Records from a point annotation dataset:
****************
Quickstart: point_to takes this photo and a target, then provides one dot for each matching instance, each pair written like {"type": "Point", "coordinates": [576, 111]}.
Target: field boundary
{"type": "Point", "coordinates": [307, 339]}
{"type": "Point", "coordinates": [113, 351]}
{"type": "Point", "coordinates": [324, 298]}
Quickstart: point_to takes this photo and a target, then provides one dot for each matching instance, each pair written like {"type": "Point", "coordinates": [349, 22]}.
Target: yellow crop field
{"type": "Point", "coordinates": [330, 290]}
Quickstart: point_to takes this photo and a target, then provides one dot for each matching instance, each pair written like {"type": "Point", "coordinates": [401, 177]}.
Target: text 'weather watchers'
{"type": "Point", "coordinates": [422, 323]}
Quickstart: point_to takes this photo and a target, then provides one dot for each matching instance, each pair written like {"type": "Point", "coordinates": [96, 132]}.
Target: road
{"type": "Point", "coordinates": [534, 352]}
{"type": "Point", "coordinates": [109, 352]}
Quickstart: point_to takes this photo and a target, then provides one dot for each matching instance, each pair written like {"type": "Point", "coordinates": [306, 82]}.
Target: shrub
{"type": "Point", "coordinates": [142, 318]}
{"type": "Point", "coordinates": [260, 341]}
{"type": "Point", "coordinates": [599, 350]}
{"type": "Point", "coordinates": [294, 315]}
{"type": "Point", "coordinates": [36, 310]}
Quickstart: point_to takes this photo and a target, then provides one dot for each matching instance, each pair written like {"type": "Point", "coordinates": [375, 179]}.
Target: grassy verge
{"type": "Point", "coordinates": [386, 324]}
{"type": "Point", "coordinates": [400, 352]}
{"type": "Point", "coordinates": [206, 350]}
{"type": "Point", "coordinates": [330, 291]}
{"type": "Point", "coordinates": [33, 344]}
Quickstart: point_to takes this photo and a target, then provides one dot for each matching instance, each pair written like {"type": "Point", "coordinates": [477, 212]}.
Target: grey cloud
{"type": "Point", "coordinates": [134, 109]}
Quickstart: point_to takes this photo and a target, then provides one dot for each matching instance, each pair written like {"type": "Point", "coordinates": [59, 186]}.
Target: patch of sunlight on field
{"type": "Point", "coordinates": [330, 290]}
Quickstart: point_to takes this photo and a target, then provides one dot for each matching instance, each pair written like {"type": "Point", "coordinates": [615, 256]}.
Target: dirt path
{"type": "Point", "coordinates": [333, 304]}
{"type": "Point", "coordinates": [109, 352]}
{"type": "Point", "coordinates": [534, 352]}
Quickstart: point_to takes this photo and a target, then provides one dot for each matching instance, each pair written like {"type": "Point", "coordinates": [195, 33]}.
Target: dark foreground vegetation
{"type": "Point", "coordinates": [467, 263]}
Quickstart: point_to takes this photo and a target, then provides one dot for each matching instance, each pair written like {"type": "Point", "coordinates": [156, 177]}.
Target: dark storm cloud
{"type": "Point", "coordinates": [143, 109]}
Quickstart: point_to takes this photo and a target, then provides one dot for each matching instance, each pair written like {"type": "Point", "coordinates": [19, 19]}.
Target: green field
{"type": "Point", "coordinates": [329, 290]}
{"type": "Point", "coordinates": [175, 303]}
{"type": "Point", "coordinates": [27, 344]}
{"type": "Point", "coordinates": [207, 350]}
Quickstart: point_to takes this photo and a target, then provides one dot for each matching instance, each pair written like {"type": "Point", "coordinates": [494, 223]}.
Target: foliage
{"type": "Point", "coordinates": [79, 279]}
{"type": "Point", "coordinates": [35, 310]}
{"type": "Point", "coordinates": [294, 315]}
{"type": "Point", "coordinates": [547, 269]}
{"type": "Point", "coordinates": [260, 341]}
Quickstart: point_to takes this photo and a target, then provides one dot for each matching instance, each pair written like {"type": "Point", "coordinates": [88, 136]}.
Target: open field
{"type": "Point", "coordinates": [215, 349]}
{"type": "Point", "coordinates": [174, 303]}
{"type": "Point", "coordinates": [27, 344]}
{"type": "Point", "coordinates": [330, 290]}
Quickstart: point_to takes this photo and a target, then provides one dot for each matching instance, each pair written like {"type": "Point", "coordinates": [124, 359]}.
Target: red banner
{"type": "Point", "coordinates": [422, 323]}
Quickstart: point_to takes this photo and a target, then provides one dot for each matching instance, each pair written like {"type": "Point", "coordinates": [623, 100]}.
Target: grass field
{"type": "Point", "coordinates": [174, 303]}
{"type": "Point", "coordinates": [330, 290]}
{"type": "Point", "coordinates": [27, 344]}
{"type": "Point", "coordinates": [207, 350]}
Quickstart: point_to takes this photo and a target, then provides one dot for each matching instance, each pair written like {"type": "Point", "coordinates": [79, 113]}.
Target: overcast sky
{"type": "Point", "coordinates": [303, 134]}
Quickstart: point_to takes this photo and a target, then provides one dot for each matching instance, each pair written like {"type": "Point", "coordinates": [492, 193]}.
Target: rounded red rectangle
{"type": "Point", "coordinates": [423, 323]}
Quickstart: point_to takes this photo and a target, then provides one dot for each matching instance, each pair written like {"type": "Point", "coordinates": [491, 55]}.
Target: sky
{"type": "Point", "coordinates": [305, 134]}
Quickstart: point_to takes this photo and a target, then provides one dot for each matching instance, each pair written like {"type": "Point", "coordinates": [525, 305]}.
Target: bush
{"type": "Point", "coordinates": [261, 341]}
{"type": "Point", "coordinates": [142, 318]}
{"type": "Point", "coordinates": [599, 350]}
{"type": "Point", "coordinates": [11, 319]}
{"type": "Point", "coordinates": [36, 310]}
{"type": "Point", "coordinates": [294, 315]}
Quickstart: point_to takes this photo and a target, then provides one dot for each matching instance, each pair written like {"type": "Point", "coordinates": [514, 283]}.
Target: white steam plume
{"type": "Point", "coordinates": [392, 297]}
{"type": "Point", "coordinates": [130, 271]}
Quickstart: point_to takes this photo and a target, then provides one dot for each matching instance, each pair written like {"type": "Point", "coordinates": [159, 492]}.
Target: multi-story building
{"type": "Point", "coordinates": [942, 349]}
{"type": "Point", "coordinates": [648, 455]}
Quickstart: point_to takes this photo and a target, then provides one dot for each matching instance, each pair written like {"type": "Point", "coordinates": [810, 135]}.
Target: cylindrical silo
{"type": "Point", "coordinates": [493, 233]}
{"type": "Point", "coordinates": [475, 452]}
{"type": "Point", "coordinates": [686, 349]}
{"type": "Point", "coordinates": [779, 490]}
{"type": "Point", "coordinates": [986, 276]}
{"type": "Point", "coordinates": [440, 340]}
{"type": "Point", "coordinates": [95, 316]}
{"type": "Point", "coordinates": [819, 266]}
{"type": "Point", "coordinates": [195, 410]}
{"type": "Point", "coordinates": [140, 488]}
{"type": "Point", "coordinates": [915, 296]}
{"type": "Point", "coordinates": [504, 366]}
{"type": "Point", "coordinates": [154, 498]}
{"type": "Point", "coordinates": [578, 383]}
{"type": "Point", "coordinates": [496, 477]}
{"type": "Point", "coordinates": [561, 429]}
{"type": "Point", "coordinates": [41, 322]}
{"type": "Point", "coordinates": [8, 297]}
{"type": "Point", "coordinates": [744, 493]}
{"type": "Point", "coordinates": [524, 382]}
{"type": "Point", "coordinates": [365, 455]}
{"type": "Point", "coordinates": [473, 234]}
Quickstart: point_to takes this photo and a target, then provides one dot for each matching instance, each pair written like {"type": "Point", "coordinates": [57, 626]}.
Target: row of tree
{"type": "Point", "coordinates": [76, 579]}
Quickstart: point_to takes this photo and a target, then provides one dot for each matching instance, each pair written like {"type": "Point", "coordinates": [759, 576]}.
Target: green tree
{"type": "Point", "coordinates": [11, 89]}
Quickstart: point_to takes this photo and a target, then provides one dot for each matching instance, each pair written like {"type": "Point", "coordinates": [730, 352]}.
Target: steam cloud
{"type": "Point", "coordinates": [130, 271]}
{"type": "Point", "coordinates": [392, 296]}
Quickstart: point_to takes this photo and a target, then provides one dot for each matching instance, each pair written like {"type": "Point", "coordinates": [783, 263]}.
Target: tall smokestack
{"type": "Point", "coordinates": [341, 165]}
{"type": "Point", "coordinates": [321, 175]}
****************
__Your task__.
Please report, copied in full, every line of the listing above that contains the string "tree". Matching is case-sensitive.

__Reply to the exercise__.
Target: row of tree
Target: green tree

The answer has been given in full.